§ **O QUE SE PEDE**: No texto sobre a atitude dos intelectuais tucanos, a quem se atribui a definição da política como “a arte do possível”?

§ **TRECHO PARA LEITURA**:
A prática de ignorar ou desprezar críticas do “povão” não é própria apenas dos grandes nomes acadêmicos do tucanato. Estrelas menos brilhantes nos campi ou fora dele apresentam tal marca. Ora, como disse um dia, com plena razão, o filósofo Gérard Lebrun, “não é de prestígio acadêmico que padecem os intelectuais e seus partidos, mas de votos”. E com posturas imperiais, os votos rareiam. E não existe marketing político que possa remediar esta atitude e hábito. Não se pede que engenheiros, médicos, advogados, filósofos e sociólogos tucanos mergulhem na demagogia vulgar. O que se sugere é que eles descubram, afinal, que a democracia política é feita de empatia e persuasão. É diferente liderar subordinados em laboratórios e bibliotecas, e liderar massas.

Lance menos louvável, no excelente texto de FHC, é sua caracterização dos petistas como “camaleões” que assumiram, plagiando-a, a plataforma tucana para a macro-economia e para a administração. Se existe arte da política, aprendemos com Plutarco e Maquiavel, ela consiste na oportuna mudança de cores, na arte do cameleão. Apenas os petistas a usam? Não. Os tucanos, os demos, os que hoje dançam com Gilberto Kassab, e toda a política mundial e brasileira é camaleônica. E não se conhece outra forma possível de agir politicamente, pois a política, disse um dia o Chanceler Bismarck, “é a arte do possível”. E o enunciado do alemão de ferro foi muito usado por FHC em toda a sua carreira. Ao entrar nesta seara, o autor do artigo arrisca muito, pois além de escancarar aos governados um segredo da política, dá oportunidade para os contra-ataques em pontos vulneráveis de sua grei.

Registros de uma fonte de dados:
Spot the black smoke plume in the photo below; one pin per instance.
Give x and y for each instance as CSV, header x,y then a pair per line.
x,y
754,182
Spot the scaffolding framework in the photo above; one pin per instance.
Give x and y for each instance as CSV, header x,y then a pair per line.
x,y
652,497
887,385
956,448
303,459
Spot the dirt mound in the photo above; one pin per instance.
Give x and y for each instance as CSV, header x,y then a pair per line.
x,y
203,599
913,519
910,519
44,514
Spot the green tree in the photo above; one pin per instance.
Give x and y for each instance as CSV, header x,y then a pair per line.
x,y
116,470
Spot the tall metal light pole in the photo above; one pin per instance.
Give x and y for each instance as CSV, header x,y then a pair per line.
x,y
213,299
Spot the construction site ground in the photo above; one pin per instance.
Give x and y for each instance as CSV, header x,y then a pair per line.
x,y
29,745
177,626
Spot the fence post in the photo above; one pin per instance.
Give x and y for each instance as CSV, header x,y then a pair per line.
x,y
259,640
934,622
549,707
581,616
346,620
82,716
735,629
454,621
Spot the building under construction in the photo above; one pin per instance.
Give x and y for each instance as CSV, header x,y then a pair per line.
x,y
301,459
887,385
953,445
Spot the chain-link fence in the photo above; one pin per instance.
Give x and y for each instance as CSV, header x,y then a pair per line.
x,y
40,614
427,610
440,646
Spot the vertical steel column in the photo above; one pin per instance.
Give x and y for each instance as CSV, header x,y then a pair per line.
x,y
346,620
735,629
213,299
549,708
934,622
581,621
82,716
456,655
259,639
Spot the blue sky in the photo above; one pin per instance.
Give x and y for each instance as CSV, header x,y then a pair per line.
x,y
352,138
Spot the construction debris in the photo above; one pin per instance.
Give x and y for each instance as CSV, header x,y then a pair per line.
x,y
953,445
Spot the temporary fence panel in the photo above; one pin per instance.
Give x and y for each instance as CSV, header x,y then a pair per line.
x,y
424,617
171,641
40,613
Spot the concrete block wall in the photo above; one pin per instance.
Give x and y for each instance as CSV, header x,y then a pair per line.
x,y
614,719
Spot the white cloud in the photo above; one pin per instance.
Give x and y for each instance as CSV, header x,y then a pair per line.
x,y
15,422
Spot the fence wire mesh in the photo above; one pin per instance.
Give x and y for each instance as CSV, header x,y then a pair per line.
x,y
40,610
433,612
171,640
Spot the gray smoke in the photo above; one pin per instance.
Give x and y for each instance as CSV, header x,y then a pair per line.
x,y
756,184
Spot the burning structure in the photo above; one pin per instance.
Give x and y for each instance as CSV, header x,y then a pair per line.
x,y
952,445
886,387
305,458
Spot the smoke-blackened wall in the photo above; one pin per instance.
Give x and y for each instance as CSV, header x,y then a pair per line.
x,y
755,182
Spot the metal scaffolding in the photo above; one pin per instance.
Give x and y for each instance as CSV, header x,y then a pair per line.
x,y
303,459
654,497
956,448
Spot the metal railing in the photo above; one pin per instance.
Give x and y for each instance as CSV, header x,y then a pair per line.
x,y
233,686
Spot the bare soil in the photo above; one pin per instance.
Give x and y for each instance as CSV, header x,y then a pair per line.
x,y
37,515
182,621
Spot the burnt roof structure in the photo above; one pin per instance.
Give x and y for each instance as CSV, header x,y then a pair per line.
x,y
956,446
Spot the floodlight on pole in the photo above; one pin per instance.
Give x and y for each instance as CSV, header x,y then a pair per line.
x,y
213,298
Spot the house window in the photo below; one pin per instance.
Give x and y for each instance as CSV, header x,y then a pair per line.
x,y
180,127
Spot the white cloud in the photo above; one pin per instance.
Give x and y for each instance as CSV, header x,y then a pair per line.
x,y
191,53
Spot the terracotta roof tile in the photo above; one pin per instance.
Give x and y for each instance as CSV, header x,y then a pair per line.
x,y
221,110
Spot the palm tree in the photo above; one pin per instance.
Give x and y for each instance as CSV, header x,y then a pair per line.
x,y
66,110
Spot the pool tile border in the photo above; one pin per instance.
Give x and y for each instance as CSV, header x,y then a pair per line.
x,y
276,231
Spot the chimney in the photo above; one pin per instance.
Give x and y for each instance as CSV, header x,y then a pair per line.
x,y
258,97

==

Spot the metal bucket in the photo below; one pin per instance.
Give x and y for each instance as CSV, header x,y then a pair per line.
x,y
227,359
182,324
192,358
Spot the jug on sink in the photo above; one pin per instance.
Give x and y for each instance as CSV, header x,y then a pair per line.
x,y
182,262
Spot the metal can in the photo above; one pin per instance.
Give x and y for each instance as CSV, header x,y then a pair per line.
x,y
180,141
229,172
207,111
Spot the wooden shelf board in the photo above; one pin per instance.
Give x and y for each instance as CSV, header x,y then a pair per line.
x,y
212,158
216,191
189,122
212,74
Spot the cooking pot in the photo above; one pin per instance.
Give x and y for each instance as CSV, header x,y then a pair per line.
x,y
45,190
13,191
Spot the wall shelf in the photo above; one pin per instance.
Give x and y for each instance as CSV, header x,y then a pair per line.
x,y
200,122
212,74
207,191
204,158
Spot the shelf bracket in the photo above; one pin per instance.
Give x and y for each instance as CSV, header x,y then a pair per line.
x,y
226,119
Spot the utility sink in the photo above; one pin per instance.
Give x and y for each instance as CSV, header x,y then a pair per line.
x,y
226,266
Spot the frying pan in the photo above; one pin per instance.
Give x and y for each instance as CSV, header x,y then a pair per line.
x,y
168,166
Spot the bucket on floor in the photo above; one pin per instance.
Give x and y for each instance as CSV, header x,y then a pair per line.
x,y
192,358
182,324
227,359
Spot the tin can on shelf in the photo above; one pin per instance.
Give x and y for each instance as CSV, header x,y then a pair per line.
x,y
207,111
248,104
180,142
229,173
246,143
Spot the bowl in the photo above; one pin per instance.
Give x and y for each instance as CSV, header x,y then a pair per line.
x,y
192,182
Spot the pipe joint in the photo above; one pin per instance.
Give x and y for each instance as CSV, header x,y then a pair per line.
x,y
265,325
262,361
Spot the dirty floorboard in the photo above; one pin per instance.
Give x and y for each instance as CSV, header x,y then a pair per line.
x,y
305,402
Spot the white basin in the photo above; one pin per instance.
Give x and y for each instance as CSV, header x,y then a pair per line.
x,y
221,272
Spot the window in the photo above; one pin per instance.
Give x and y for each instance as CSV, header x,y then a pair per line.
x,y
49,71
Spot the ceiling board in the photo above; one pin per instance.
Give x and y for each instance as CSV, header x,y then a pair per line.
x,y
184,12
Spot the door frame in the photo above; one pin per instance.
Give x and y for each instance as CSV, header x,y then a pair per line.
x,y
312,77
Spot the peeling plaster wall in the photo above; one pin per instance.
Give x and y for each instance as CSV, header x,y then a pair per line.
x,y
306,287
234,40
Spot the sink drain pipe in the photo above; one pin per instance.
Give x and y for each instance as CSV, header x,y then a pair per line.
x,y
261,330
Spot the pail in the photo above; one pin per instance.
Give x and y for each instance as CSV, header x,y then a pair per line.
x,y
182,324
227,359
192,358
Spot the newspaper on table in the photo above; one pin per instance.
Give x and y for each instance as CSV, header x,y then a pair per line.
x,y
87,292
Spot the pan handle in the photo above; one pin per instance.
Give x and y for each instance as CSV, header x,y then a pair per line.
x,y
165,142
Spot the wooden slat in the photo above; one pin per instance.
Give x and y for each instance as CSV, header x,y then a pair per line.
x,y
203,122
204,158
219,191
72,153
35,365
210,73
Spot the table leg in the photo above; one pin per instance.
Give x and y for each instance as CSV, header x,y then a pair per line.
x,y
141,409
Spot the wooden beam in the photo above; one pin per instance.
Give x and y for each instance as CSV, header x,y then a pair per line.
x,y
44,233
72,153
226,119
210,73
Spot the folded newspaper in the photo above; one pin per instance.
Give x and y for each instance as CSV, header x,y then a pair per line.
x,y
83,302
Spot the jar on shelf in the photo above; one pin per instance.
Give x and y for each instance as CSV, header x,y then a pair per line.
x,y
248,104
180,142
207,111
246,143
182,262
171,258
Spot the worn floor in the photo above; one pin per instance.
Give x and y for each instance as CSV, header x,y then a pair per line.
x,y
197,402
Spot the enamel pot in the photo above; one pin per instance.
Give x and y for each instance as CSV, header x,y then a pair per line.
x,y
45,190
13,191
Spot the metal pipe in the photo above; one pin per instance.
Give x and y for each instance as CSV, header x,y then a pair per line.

§ **SOLUÇÃO DA TAREFA**: Ao Chanceler Bismarck.